EXERCISE TASK:
Copy the entries below word for word, starting at the line containing "For the photograph shown, identify where the door" and ending at the line containing "[152,79,160,84]", both of those lines included.

MATERIAL SHOWN:
━━━━━━
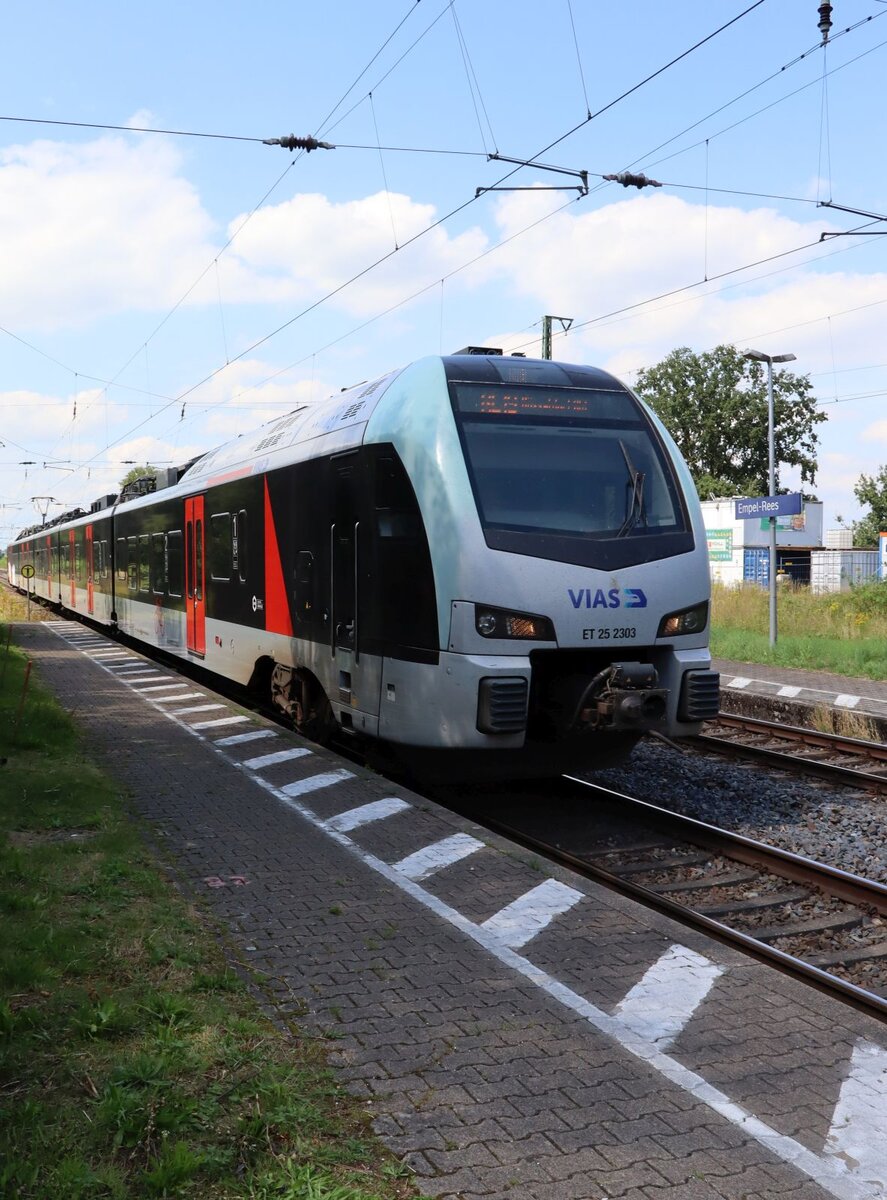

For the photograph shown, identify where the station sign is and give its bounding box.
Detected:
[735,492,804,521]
━━━━━━
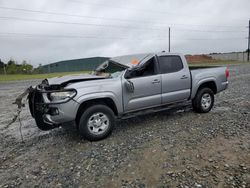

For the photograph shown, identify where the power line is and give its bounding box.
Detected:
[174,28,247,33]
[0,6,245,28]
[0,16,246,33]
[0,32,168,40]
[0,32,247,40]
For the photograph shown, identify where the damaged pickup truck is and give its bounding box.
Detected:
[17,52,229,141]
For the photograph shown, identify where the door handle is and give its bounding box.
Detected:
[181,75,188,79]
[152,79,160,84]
━━━━━━
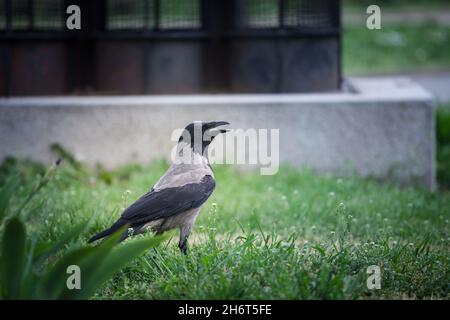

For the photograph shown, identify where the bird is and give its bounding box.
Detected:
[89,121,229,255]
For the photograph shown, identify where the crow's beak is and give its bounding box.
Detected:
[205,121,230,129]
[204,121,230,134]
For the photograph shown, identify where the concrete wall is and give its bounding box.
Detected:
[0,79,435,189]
━━━━━━
EXERCISE ANSWER:
For the photograph shown, identify where the door handle is and give its bounding box.
Detected:
[181,75,188,79]
[152,79,160,84]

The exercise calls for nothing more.